Select and copy every line of the rows that contains the word "wafer". Case counts.

──────── Data in this exercise ────────

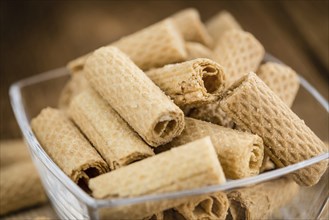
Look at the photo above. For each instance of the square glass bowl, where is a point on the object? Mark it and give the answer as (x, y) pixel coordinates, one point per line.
(30, 95)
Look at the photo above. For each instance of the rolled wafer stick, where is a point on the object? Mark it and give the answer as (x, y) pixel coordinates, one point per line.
(118, 144)
(154, 46)
(196, 50)
(190, 25)
(240, 153)
(213, 206)
(67, 146)
(12, 152)
(74, 86)
(190, 83)
(211, 112)
(154, 174)
(239, 52)
(145, 107)
(255, 107)
(20, 187)
(259, 201)
(220, 23)
(281, 79)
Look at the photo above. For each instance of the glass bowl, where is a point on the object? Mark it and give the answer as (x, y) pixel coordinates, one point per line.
(30, 95)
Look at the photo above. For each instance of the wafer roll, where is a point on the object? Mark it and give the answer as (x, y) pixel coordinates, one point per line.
(259, 201)
(67, 146)
(213, 206)
(154, 46)
(255, 107)
(211, 112)
(118, 144)
(20, 187)
(196, 50)
(239, 52)
(220, 23)
(155, 174)
(134, 96)
(190, 83)
(12, 152)
(281, 79)
(190, 25)
(73, 87)
(240, 153)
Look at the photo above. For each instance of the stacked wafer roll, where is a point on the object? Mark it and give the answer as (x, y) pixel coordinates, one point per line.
(134, 96)
(199, 167)
(259, 201)
(190, 83)
(67, 146)
(240, 153)
(196, 50)
(220, 23)
(20, 187)
(153, 46)
(189, 24)
(239, 52)
(214, 206)
(118, 144)
(281, 79)
(255, 107)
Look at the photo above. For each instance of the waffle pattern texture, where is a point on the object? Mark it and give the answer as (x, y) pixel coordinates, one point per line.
(146, 176)
(220, 23)
(281, 79)
(196, 50)
(240, 153)
(211, 112)
(239, 52)
(134, 96)
(259, 201)
(154, 46)
(190, 83)
(118, 144)
(66, 145)
(73, 87)
(213, 206)
(13, 151)
(20, 187)
(255, 107)
(191, 27)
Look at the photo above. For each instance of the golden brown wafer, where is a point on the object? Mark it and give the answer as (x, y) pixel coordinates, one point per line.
(190, 83)
(154, 46)
(281, 79)
(240, 153)
(76, 84)
(118, 144)
(155, 175)
(196, 50)
(134, 96)
(13, 151)
(239, 52)
(259, 201)
(220, 23)
(211, 112)
(254, 106)
(20, 187)
(213, 206)
(67, 146)
(190, 25)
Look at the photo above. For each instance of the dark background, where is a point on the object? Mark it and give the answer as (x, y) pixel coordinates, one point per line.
(37, 36)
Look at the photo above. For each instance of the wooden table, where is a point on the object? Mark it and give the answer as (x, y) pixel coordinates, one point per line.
(39, 36)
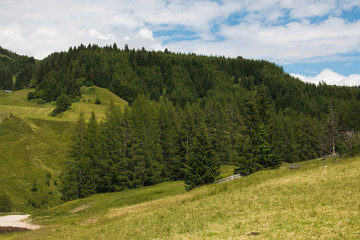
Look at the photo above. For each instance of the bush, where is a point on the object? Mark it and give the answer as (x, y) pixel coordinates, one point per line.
(5, 203)
(63, 103)
(31, 95)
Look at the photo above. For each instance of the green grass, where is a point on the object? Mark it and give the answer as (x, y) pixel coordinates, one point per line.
(226, 170)
(34, 145)
(6, 56)
(313, 202)
(30, 149)
(16, 103)
(87, 103)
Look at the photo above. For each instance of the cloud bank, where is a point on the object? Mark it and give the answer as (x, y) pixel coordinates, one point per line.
(284, 31)
(331, 78)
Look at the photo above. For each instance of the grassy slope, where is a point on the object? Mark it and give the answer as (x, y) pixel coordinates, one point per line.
(312, 202)
(34, 144)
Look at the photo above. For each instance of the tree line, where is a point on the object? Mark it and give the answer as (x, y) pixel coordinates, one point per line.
(255, 115)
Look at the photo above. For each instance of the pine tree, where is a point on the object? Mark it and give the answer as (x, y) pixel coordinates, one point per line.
(247, 161)
(202, 166)
(78, 179)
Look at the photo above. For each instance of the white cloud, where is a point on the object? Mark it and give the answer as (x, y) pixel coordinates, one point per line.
(100, 36)
(146, 34)
(45, 26)
(331, 78)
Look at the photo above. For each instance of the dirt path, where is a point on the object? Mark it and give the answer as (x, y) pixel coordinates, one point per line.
(17, 221)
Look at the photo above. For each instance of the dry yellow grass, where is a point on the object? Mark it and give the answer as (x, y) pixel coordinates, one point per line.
(314, 202)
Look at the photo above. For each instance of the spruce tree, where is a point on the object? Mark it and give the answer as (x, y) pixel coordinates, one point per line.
(202, 166)
(78, 178)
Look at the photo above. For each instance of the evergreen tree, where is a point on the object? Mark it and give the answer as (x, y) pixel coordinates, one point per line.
(247, 161)
(78, 178)
(202, 166)
(63, 103)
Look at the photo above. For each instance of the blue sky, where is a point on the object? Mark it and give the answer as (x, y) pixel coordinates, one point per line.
(314, 40)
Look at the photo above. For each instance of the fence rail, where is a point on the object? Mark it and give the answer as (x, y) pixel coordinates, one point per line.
(230, 178)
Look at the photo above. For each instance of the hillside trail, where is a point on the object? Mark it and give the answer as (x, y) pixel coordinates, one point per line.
(17, 221)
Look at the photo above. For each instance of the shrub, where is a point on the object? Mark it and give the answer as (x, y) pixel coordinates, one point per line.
(63, 103)
(31, 95)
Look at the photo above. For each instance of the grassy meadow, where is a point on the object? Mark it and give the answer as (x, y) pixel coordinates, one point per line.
(34, 145)
(318, 201)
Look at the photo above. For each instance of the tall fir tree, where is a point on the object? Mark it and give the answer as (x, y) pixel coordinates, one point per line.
(78, 179)
(202, 166)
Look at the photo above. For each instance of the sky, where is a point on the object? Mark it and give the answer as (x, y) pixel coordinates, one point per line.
(314, 40)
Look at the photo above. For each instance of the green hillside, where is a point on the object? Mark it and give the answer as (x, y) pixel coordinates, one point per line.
(319, 200)
(34, 145)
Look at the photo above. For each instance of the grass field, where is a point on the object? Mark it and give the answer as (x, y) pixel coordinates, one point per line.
(316, 201)
(16, 103)
(34, 145)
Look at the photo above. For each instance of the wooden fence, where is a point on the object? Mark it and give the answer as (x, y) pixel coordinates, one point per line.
(230, 178)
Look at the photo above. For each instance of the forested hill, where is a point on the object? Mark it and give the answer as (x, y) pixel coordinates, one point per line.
(14, 66)
(255, 114)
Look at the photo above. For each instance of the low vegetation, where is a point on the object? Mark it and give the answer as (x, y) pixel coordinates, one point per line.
(318, 200)
(34, 145)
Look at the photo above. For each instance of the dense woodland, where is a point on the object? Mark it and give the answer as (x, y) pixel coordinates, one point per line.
(249, 113)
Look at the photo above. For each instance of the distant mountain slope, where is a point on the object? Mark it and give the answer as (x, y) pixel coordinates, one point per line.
(15, 70)
(34, 145)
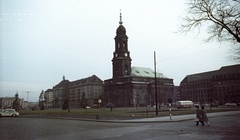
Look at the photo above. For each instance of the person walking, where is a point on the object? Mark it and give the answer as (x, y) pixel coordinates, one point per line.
(204, 116)
(198, 116)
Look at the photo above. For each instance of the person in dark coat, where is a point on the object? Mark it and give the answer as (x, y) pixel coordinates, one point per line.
(204, 116)
(198, 116)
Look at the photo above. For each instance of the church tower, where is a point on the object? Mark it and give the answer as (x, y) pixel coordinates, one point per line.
(121, 56)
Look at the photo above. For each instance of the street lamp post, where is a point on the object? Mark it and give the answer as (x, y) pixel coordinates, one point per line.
(155, 84)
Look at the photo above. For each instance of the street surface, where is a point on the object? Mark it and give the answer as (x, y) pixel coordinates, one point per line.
(221, 128)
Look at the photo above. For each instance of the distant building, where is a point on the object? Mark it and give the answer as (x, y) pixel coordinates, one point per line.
(222, 85)
(133, 86)
(79, 93)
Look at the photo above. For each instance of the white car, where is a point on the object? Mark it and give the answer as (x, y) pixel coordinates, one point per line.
(8, 113)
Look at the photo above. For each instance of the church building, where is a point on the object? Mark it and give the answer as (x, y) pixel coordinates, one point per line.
(133, 86)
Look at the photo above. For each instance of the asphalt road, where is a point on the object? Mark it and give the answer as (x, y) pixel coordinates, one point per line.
(221, 128)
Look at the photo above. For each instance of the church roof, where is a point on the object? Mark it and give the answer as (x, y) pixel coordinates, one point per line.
(145, 72)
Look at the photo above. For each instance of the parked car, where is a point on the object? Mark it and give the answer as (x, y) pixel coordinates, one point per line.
(8, 113)
(230, 104)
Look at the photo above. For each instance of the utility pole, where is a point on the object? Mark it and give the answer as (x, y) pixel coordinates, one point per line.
(28, 95)
(155, 84)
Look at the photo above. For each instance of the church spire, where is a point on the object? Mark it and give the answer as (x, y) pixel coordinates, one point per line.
(120, 22)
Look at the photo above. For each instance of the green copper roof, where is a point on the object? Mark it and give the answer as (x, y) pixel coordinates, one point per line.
(145, 72)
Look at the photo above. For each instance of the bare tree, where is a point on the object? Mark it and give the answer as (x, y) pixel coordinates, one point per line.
(222, 18)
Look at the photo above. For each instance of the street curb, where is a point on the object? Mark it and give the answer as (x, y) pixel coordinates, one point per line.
(163, 119)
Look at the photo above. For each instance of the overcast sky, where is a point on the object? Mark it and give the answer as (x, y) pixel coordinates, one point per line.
(42, 40)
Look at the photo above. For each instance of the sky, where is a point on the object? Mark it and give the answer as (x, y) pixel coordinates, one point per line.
(42, 40)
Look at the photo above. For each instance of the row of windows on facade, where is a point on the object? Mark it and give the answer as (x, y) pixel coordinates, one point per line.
(224, 76)
(217, 77)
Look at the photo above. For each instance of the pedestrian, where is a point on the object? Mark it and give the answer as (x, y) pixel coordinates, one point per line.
(198, 116)
(204, 116)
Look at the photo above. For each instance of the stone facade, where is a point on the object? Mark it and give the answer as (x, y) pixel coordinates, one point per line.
(222, 85)
(79, 93)
(133, 86)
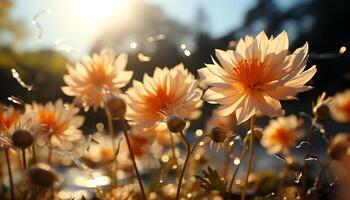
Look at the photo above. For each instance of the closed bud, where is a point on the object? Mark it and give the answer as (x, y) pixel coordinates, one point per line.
(22, 138)
(116, 107)
(218, 134)
(176, 124)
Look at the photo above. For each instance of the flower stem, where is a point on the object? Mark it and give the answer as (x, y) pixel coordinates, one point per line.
(123, 125)
(188, 148)
(173, 148)
(10, 174)
(114, 145)
(24, 158)
(250, 157)
(239, 165)
(306, 164)
(111, 130)
(34, 153)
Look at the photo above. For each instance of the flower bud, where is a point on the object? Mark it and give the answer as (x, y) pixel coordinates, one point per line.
(218, 134)
(41, 175)
(176, 124)
(116, 107)
(22, 138)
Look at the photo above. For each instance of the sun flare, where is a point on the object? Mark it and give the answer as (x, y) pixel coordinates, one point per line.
(98, 10)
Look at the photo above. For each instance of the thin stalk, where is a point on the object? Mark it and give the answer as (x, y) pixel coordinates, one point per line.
(173, 148)
(250, 157)
(24, 158)
(133, 158)
(111, 130)
(34, 153)
(10, 174)
(227, 161)
(189, 151)
(114, 145)
(307, 154)
(239, 165)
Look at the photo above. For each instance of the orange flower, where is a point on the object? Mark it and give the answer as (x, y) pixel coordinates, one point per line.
(95, 77)
(255, 76)
(59, 121)
(281, 134)
(8, 117)
(169, 92)
(341, 109)
(227, 123)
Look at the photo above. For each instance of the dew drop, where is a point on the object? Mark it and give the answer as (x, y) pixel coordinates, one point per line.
(236, 161)
(298, 176)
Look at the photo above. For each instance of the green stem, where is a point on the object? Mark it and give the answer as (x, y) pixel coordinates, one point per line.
(10, 174)
(189, 151)
(250, 157)
(123, 125)
(239, 165)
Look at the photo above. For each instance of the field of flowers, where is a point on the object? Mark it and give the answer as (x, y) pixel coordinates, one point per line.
(156, 155)
(174, 100)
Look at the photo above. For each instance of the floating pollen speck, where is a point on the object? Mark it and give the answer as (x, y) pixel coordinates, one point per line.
(342, 50)
(143, 58)
(133, 45)
(35, 22)
(20, 81)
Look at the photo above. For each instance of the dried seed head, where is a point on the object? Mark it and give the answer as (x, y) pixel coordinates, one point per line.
(22, 138)
(176, 124)
(41, 175)
(116, 107)
(218, 134)
(339, 146)
(257, 133)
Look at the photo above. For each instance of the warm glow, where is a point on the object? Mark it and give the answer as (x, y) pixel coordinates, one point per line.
(97, 10)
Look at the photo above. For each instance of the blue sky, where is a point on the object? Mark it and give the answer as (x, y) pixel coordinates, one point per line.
(68, 25)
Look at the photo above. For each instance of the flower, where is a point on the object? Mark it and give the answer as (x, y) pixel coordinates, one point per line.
(255, 76)
(8, 117)
(227, 123)
(59, 121)
(341, 109)
(339, 146)
(97, 75)
(170, 92)
(281, 134)
(322, 107)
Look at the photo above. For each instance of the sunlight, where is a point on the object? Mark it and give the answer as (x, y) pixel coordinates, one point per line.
(98, 10)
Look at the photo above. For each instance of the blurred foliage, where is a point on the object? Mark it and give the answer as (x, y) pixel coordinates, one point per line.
(9, 28)
(211, 180)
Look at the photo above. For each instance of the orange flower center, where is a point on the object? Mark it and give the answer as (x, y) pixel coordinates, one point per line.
(346, 107)
(250, 72)
(281, 136)
(7, 120)
(159, 102)
(106, 153)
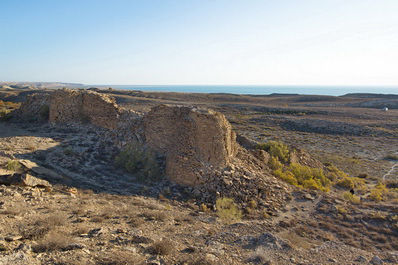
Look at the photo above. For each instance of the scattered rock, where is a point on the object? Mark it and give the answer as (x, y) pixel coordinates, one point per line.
(376, 261)
(361, 259)
(24, 180)
(13, 237)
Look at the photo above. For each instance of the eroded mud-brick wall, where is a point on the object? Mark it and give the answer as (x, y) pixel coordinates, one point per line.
(73, 105)
(193, 141)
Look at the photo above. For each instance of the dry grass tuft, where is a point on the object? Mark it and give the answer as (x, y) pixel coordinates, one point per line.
(154, 215)
(164, 247)
(42, 226)
(55, 240)
(119, 258)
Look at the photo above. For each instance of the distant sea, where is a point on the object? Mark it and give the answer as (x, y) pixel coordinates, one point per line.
(260, 90)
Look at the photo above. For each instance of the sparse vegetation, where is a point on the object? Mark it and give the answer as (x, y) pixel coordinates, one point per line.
(351, 197)
(164, 247)
(304, 176)
(7, 107)
(378, 192)
(140, 161)
(391, 157)
(55, 240)
(276, 149)
(228, 211)
(13, 165)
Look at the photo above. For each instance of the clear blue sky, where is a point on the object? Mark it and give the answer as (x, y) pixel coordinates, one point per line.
(225, 42)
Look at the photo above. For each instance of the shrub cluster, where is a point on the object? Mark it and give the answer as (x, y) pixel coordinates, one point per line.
(276, 149)
(140, 161)
(378, 192)
(228, 211)
(304, 176)
(13, 165)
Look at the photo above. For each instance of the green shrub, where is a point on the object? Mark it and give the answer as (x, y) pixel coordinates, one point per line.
(68, 151)
(379, 192)
(351, 197)
(13, 165)
(391, 157)
(276, 149)
(44, 111)
(308, 177)
(376, 195)
(139, 160)
(286, 176)
(334, 173)
(228, 211)
(345, 183)
(274, 163)
(304, 177)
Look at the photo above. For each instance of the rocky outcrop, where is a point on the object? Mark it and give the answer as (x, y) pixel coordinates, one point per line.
(87, 106)
(192, 141)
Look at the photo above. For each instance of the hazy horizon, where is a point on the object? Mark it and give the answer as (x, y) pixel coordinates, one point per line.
(230, 43)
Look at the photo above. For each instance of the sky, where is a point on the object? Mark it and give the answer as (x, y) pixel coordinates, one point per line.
(202, 42)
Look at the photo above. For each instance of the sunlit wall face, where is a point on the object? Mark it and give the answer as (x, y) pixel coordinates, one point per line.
(306, 42)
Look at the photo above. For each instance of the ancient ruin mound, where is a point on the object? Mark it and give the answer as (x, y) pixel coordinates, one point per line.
(192, 141)
(72, 105)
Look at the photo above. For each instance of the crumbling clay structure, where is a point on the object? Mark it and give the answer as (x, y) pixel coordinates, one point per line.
(72, 105)
(192, 140)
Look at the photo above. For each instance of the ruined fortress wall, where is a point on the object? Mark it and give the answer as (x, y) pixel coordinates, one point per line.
(71, 105)
(192, 141)
(65, 106)
(102, 110)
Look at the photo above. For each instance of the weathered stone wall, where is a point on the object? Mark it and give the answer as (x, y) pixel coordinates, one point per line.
(66, 105)
(73, 105)
(192, 141)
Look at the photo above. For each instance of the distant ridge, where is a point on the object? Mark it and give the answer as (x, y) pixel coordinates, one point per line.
(39, 84)
(371, 95)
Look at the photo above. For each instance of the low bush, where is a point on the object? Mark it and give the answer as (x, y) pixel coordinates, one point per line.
(164, 247)
(274, 163)
(351, 197)
(378, 192)
(304, 177)
(228, 211)
(13, 165)
(53, 241)
(391, 157)
(276, 149)
(345, 183)
(139, 160)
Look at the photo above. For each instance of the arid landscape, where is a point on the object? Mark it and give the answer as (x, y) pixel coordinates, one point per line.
(95, 176)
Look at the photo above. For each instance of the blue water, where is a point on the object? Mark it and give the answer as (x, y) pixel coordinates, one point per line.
(261, 90)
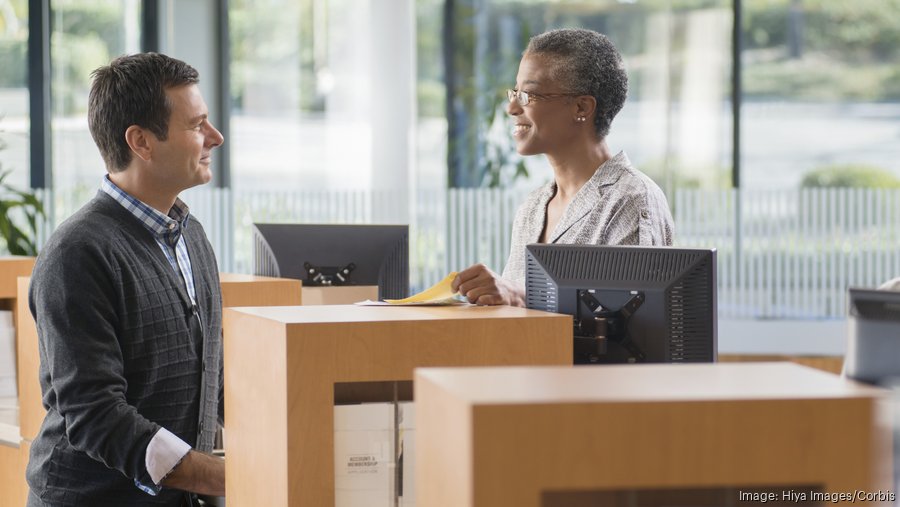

────────

▶ Solved problem:
Look at the photo above. For each instance of the rolled wafer stick, where is a point on the object? Mark it and give the answer as (x, y) pixel coordinates, one point per line.
Look at the photo above. For each instance of the wafer roll, where is a point on the object? Mark it and give the answer as (x, y) pixel coordinates, one point per line.
Look at the photo above. For each instance of the stacked wafer roll, where is a point on the object? Mark it and give the answer as (x, y) pixel coordinates, one point per line.
Look at the photo above. For each instance of the golden brown wafer, where is a point on the object? Mark it and give the answer as (x, y) pixel coordinates, one point per line.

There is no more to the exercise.